━━━━━ Data to process ━━━━━

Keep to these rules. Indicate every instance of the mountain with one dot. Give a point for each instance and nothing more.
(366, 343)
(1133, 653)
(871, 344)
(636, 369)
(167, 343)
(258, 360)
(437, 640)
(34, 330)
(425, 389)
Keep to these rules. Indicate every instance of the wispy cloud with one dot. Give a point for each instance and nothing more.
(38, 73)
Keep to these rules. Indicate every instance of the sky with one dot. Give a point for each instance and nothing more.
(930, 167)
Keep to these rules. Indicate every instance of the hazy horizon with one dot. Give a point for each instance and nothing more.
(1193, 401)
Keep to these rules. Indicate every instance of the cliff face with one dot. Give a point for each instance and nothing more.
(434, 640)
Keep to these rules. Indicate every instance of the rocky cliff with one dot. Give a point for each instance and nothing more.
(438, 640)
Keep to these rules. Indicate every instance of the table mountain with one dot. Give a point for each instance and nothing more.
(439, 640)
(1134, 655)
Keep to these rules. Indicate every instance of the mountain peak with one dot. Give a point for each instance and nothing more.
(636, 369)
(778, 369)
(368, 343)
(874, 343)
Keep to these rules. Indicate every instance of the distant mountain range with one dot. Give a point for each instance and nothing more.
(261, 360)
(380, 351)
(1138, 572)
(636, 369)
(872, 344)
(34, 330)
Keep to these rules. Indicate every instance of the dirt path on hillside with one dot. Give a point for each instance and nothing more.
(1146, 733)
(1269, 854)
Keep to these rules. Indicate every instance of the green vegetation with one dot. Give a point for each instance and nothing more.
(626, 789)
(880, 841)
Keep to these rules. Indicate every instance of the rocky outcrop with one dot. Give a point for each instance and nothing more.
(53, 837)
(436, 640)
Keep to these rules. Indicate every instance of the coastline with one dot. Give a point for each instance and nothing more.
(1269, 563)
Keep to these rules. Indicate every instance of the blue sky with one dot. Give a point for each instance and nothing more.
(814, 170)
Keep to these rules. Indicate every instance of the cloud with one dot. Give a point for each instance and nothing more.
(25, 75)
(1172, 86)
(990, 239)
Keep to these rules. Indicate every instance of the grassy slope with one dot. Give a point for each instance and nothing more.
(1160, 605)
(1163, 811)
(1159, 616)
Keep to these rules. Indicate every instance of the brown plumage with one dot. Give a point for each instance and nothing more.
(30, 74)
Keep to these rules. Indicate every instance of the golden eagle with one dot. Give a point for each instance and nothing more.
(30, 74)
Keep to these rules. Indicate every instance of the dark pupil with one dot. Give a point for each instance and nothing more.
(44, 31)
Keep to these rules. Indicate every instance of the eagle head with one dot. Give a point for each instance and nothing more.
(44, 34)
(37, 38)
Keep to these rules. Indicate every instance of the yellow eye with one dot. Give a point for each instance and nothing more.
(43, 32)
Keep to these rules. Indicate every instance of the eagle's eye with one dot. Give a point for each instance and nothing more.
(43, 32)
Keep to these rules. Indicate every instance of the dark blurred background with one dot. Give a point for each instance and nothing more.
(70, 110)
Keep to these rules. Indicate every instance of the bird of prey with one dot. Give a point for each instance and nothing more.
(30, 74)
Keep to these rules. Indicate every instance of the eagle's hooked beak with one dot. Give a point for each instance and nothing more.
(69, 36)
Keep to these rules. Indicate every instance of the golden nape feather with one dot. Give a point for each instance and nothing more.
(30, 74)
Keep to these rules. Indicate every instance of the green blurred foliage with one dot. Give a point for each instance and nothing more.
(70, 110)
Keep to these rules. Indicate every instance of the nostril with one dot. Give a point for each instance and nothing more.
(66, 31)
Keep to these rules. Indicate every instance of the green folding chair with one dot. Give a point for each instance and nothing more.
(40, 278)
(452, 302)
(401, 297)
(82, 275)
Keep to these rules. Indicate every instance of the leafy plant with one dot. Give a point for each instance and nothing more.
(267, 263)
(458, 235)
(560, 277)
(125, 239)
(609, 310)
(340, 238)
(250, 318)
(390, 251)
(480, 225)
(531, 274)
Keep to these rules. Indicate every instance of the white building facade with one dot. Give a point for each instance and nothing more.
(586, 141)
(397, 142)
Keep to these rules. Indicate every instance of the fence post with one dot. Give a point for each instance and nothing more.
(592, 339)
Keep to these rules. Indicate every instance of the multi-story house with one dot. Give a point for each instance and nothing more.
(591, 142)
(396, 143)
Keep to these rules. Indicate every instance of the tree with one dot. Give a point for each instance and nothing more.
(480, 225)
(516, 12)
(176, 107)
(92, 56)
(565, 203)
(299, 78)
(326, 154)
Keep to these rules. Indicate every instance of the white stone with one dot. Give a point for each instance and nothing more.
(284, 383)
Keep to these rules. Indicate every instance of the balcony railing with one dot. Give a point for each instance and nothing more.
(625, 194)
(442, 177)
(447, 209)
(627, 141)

━━━━━

### Exercise aim
Would you copy out all the entries above without changing a single character?

### Task solution
Keep to these rules. Indicate every instance of the mountain with one dot. Give a point for each instance and nothing more.
(366, 343)
(1133, 653)
(871, 344)
(636, 369)
(167, 343)
(258, 360)
(437, 640)
(34, 330)
(425, 389)
Keep to these rules. Indicate every instance of the wispy cloud with one dot. Give a point for each instance and nothing more.
(38, 73)
Keep to these rules. Indicate every instance of the sky with one dot. Give a point for each instance and nothing more.
(930, 167)
Keep to these rules. Indicate every instance of the hazy horizon with one dot. Give a point for each instance and nothing more.
(1193, 401)
Keep to these rules. Indicate every instance of the cliff face with one dot. Give a point for each instance and nothing more.
(434, 640)
Keep to these rules. Indicate every instance of the rocky cliff with one dot. Give a point for each instance and nothing more.
(438, 640)
Keep to these rules. Indicate every instance of the table mountain with one dot. Give a point for each instance and nothing more.
(439, 640)
(1134, 655)
Keep to these rules. Indicate every instance of the mountain peak with one dot. Give a point for each instance and nothing more.
(636, 369)
(778, 369)
(368, 343)
(874, 343)
Keep to these rules. Indicate every instance of the distant mountain range with one dot. Give a point for each instance and nothing more.
(261, 360)
(380, 351)
(1138, 572)
(636, 369)
(872, 344)
(34, 330)
Keep to these rules. Indicate every instance of the dirt path on hillside with one dot. Give a point for each instance and nothing more.
(1146, 733)
(1269, 854)
Keep to these rules. Indicate every instance of the green vegetation with one dot. Give a point for each instance and nothing more.
(626, 789)
(880, 841)
Keep to these rules. Indicate every instance of the rocky outcrop with one dot. Give a point for each instance and nothing more.
(53, 837)
(436, 640)
Keep to these rules. Indicate every instance of the coastline with one dot. Give a point for each instance and nothing more.
(1269, 563)
Keep to these rules. Indicate every instance of the blue sky with one dot. Give a point for each instance and nothing more.
(814, 170)
Keep to these rules. Indicate every instance of the cloud with one dot. Give a point for each instance and nothing more.
(25, 75)
(1172, 86)
(990, 239)
Keep to these rules. Indicate every instance of the grassy slope with one dot. Give a point for each instance and nothing more.
(1160, 605)
(1163, 811)
(1159, 616)
Keep to these rules. Indicate every instance of the brown plumage with one dot. Give a point for each instance and nothing more.
(30, 74)
Keep to these rules. Indicate every instance of the golden eagle with one dot. Give a point for each instance and nothing more.
(30, 74)
Keep to these rules. Indicate every instance of the dark pupil with one dot. Give a point for each instance and nothing more.
(44, 31)
Keep to these rules. Indicate every instance of the eagle head with one dot. Give a point for each instance and nothing more.
(44, 34)
(37, 38)
Keep to these rules. Indicate every instance of the yellow eye with one dot. Give a point for each instance and nothing more.
(43, 32)
Keep to these rules. Indicate every instance of the eagle's eye with one dot. Give a point for each instance and nothing more.
(43, 32)
Keep to these rules. Indicate every instance of the dark blurred background with one dot. Give a point for each instance and nothing more.
(70, 110)
Keep to these rules. Indicate every instance of the bird of prey with one dot. Give a point for each instance and nothing more.
(30, 74)
Keep to these rules. Indicate every instance of the eagle's hooked beak with one dot. Give a point for each instance and nothing more.
(69, 36)
Keep to these rules. Indicate every instance of the golden nape feather with one dot. Give a point for each instance and nothing more.
(30, 74)
Keep to these rules. Indicate every instance of the green blurred foliage with one dot. Give a point for each instance and nothing more.
(70, 110)
Keep to these rules. Indicate every instance of the nostril with one dot. Give a point for each instance and nothing more.
(66, 31)
Keep to these rules. Indicate every instance of the green folding chair with one dot. Give a point for each instance and nothing more.
(40, 278)
(452, 302)
(401, 297)
(82, 275)
Keep to these rules. Indicate every instance of the leafy plant with one dot. Give a point for each instance and nothing more.
(267, 263)
(458, 235)
(560, 277)
(125, 239)
(609, 310)
(340, 238)
(250, 318)
(390, 251)
(480, 225)
(531, 274)
Keep to these rules. Indicate every instance of the white building facade with one dot. Give a point for each instance and nothing more.
(586, 141)
(397, 142)
Keep to these rules. Indicate every instance of the fence post with one dot. Give a point for each instance and nothing more.
(592, 339)
Keep to these rules. Indicate every instance of the multi-story house with one dot. Give a point for each instance and nothing more.
(591, 142)
(396, 143)
Keep to these rules. Indicate every instance of the tree with one dot. Give a point for each instance and nothing more.
(480, 225)
(516, 12)
(176, 107)
(92, 56)
(565, 203)
(299, 78)
(326, 154)
Keep to these rules. Indicate every instance of the white stone with one dot. Give a point for each instance and nothing more.
(284, 383)
Keep to these rules. Indicate every instance of the balcony railing with one dot. Give a point for each instance and nothing more.
(625, 194)
(442, 177)
(447, 209)
(627, 141)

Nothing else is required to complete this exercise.